▶ [KURZE ÜBUNG A]: Welches Instrument durchbricht laut der Albumbesprechung im ersten Track „Cold“ die Ruhe?

▶ [DOKUMENTAUSZUG]:
^^^^^^^^

Die tragende Melodie in Tom Smiths Gesang wirkt schon nach wenigen Sekunden vereinnahmend. Das neue Album Violence der britischen Indie-Gruppe Editors beginnt ganz ruhig. Die musikalische Untermalung aus Schlagzeug, Bass und Synthesizer hält sich bis zur Hälfte des ersten Tracks „Cold“ im Hintergrund. Dann durchbricht die E-Gitarre die Ruhe, es wird rockiger. Trotzdem steht Smiths charakteristischer Bariton, der teilweise an Leonard Cohen erinnert, stets im Vordergrund. Im nächsten Song „Hallelujah ( So Low)“ ändert sich das: Ein schnittiges Riff aus Synthesizer, Bass und Gitarre unterbricht die Gesangslinien immer wieder und ist so eingängig, das es als Chorus gelten könnte.

^^^^^^^^

▶ [KURZE ÜBUNG B]: Gib bitte aus den Zeilen unten den Abschnitt von der Zeile mit „Locate the potted“ bis einschließlich der Zeile mit „pixel 355 179“ unverändert aus.

▶ [ZEILEN DES DATENSATZES]:
^^^^^^^^

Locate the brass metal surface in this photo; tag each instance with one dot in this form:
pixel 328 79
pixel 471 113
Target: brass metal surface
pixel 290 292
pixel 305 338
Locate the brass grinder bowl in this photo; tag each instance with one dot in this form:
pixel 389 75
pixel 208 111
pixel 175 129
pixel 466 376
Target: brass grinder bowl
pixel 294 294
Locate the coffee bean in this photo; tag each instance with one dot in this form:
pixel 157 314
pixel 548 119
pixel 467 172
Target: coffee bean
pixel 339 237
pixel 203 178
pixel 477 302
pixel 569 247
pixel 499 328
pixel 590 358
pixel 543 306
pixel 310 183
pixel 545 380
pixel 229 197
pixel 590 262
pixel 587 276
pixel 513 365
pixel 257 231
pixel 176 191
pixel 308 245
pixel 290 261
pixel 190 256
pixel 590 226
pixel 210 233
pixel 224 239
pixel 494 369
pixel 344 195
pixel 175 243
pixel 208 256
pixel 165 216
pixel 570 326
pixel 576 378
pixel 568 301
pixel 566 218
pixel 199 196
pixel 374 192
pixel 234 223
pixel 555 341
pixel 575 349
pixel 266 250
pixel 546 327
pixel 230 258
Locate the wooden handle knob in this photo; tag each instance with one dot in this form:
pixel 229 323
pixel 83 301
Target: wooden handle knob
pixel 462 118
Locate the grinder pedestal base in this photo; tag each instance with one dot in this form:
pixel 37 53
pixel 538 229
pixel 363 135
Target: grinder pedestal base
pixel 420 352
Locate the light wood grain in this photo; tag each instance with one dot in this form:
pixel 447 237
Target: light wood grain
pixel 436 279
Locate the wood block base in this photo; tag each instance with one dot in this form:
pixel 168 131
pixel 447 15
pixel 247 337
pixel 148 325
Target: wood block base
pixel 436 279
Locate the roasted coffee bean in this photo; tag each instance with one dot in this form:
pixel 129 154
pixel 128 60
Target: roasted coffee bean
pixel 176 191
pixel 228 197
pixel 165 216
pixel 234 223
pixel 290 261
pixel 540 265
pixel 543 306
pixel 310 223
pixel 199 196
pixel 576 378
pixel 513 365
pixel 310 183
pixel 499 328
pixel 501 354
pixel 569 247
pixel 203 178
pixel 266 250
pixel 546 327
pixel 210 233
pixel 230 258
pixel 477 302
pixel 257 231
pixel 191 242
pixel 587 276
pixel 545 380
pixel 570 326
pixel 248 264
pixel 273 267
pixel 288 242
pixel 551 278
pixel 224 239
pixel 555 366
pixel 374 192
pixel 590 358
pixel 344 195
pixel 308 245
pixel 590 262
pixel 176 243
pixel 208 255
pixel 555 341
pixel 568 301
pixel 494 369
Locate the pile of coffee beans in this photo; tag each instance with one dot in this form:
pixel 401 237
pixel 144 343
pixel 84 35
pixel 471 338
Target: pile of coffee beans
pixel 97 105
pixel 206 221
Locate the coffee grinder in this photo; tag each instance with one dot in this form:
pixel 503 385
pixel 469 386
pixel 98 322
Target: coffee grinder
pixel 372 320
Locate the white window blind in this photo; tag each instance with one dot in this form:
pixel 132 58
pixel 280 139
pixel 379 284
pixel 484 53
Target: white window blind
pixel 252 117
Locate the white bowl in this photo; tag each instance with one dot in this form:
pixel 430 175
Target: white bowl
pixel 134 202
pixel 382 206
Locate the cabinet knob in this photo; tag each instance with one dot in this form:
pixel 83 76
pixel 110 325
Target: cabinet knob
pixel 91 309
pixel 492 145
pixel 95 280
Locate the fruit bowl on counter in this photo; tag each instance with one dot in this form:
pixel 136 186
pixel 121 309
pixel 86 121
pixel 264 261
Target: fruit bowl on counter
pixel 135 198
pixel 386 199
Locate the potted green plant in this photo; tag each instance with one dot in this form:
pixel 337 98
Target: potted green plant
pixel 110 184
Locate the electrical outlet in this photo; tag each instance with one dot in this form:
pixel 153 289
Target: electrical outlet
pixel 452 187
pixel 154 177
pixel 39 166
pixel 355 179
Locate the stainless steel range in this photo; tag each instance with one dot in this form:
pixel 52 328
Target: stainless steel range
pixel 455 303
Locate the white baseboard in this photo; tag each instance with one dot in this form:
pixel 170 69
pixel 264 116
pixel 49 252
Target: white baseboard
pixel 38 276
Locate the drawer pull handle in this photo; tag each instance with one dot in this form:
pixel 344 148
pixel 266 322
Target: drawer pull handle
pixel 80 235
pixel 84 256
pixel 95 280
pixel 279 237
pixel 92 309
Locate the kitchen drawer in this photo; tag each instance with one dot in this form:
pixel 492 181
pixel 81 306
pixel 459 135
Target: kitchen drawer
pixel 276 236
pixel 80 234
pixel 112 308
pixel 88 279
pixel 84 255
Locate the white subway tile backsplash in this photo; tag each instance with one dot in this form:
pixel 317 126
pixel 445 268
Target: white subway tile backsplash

^^^^^^^^

▶ [ERGEBNIS DER AUFGABE A]: Die E-Gitarre.

▶ [ERGEBNIS DER AUFGABE B]:
Locate the potted green plant in this photo; tag each instance with one dot in this form:
pixel 337 98
Target: potted green plant
pixel 110 184
Locate the electrical outlet in this photo; tag each instance with one dot in this form:
pixel 153 289
Target: electrical outlet
pixel 452 187
pixel 154 177
pixel 39 166
pixel 355 179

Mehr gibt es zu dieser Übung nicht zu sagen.